* [WORK REQUIRED]:
From the entries, filter out every line that lacks "black" and copy the rest.

Data records
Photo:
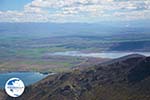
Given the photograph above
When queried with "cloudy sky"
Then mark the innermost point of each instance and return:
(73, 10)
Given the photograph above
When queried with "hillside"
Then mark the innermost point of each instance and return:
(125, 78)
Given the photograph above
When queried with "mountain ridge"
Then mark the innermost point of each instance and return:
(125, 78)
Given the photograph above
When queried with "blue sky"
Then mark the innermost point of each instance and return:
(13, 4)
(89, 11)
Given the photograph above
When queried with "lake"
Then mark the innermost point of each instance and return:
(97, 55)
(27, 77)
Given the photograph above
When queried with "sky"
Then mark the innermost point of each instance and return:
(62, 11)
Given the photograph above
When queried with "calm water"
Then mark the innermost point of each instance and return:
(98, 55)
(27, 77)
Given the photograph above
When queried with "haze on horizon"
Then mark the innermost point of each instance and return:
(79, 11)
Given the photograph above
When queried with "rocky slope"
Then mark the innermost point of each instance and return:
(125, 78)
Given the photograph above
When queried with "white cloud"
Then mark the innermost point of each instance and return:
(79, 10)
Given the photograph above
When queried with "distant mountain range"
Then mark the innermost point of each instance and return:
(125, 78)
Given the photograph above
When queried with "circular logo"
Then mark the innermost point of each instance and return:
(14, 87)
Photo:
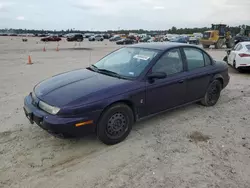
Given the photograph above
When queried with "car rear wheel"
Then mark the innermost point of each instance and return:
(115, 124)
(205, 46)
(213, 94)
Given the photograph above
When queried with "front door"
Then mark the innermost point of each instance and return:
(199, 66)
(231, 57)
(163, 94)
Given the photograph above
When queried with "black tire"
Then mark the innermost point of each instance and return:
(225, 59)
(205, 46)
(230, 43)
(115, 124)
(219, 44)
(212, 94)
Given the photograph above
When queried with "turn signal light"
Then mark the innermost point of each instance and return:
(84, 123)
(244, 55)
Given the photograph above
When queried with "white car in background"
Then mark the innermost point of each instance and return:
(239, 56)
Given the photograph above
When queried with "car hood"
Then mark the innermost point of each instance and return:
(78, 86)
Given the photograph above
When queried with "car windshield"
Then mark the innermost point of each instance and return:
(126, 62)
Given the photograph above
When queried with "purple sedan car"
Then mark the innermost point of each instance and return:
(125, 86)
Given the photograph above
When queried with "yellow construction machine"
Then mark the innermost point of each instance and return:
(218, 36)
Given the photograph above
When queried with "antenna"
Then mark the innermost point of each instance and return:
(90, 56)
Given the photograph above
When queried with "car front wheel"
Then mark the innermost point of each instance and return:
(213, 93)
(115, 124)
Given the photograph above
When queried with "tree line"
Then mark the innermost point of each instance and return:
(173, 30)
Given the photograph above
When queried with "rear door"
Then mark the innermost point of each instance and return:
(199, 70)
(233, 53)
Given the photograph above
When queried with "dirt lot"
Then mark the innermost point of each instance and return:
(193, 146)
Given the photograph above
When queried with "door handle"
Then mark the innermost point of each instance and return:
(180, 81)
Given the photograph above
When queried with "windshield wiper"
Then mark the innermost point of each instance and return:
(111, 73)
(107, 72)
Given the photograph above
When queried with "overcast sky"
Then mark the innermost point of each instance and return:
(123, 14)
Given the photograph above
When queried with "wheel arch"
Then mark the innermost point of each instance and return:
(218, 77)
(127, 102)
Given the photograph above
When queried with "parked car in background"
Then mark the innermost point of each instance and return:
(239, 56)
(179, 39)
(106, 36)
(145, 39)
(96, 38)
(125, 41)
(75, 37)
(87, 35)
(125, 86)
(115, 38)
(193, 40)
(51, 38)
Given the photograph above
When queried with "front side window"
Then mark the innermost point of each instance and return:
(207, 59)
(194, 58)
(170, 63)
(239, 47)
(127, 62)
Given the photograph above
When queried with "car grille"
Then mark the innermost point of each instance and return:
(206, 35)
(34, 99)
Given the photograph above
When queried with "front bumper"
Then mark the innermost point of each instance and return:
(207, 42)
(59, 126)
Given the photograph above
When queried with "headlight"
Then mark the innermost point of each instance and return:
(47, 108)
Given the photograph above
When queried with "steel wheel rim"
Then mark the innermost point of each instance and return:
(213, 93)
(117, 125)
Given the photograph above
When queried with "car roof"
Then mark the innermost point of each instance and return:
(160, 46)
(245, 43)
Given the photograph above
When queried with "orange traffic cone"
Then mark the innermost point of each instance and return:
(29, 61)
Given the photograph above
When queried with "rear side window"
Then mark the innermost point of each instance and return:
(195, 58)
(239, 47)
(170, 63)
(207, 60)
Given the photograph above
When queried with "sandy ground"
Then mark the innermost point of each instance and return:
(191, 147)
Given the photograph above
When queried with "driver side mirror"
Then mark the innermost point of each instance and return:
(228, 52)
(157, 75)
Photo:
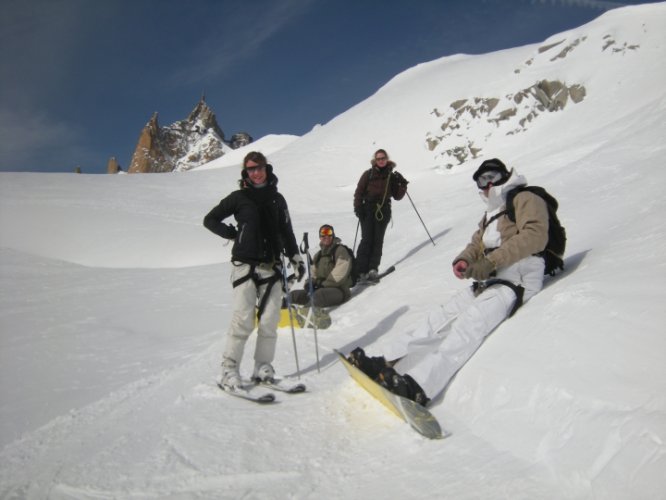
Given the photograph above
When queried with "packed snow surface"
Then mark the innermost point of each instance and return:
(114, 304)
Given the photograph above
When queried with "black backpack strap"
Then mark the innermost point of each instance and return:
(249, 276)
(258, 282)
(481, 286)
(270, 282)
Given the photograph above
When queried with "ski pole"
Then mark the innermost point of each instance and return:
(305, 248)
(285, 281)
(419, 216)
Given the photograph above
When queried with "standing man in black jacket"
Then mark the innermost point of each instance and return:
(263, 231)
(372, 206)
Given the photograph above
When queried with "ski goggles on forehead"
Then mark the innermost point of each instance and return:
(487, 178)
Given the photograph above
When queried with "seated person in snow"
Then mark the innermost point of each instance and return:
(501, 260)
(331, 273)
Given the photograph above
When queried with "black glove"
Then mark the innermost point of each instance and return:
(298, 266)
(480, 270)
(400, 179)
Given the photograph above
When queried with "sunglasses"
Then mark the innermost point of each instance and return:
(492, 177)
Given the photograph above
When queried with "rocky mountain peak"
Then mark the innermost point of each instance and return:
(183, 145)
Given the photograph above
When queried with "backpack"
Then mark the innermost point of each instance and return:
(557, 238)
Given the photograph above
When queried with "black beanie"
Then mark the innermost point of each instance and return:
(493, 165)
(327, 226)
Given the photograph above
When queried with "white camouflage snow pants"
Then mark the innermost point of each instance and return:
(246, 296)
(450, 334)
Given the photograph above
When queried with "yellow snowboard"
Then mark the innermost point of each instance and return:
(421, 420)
...
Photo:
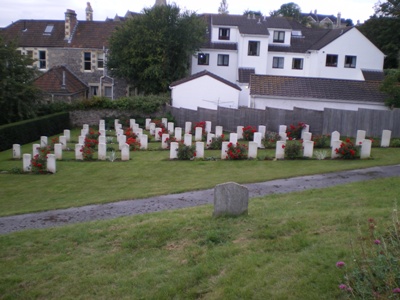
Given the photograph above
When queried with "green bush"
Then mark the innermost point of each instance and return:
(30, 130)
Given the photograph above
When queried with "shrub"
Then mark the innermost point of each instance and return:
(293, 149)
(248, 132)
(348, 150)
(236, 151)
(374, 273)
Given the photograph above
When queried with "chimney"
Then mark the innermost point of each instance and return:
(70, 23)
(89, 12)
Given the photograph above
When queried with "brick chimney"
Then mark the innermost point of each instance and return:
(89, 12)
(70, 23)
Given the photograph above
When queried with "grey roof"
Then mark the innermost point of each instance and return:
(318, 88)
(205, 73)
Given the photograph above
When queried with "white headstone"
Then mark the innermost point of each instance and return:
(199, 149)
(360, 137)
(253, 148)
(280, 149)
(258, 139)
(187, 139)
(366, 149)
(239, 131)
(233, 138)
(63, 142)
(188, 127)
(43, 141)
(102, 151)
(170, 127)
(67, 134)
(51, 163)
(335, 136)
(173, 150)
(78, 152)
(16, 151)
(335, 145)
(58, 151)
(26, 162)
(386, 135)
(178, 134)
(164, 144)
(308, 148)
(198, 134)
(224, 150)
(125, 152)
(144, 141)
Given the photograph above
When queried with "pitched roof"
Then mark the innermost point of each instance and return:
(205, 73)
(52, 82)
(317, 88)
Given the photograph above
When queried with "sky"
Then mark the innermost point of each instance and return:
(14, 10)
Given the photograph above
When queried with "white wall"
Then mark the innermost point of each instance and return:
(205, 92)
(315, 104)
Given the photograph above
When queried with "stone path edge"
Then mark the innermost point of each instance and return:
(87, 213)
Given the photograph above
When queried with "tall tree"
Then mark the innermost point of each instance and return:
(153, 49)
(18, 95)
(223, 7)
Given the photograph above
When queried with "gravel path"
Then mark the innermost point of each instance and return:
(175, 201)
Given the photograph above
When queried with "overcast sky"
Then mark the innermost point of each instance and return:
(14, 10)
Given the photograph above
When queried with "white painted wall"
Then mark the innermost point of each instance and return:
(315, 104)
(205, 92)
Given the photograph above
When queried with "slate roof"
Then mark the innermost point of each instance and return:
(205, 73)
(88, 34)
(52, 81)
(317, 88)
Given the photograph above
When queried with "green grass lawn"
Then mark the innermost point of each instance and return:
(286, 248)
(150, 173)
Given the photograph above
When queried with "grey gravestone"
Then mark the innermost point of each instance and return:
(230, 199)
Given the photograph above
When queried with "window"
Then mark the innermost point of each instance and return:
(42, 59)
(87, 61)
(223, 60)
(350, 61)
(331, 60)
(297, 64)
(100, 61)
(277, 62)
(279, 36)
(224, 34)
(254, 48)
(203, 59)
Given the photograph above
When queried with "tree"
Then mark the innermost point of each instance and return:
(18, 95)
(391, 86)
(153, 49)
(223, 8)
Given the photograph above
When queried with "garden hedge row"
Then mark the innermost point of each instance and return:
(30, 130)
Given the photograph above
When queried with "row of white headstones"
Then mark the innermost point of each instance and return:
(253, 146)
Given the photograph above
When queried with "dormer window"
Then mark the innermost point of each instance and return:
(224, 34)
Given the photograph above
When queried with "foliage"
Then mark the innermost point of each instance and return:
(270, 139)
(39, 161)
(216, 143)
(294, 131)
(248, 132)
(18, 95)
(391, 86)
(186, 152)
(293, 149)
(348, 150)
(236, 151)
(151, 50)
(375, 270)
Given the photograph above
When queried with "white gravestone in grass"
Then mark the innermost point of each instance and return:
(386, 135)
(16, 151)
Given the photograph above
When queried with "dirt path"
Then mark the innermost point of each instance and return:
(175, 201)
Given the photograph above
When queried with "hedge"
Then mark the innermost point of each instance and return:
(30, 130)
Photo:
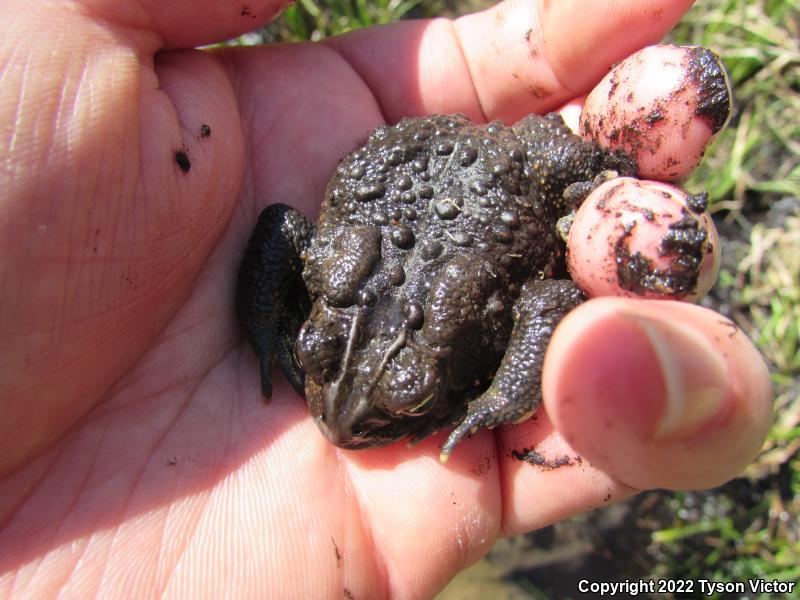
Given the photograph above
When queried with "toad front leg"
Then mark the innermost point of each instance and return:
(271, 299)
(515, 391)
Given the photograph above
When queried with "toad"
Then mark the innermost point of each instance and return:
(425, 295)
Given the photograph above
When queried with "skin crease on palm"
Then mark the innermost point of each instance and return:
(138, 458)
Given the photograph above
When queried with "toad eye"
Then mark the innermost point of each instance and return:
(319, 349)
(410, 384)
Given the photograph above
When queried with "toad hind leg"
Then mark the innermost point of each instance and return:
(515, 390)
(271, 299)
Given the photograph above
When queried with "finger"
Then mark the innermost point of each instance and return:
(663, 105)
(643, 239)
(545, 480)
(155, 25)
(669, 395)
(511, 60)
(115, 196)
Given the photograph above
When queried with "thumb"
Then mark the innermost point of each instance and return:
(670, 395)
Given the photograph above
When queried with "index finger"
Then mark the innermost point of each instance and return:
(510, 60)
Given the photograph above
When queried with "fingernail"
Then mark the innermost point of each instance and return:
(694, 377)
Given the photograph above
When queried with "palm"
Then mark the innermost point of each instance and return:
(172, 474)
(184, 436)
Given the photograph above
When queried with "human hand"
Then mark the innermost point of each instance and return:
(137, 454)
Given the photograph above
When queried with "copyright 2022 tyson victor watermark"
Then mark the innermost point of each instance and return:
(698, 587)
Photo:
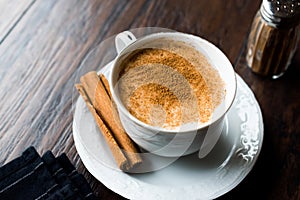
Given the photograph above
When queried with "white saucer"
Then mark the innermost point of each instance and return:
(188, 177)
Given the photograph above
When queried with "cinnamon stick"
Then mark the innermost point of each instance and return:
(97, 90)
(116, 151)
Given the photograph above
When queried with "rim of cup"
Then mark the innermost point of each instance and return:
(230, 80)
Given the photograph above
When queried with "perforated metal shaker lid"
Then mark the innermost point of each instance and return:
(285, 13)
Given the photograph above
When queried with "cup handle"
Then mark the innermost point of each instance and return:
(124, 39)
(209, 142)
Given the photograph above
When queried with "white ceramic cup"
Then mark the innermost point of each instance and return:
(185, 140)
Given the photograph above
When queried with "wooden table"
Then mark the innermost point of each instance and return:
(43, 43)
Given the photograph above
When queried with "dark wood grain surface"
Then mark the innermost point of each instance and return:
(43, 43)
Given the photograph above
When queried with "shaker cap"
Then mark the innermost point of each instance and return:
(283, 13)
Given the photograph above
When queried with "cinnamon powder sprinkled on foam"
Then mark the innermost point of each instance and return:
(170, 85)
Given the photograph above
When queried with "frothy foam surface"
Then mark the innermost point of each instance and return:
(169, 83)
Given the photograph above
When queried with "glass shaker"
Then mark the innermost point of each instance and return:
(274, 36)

* [WRITTEN REPLY]:
When queried with "black tire"
When queried with "black backpack strap"
When queried with "standing man in black jacket"
When queried with "black glove"
When queried with "black beanie"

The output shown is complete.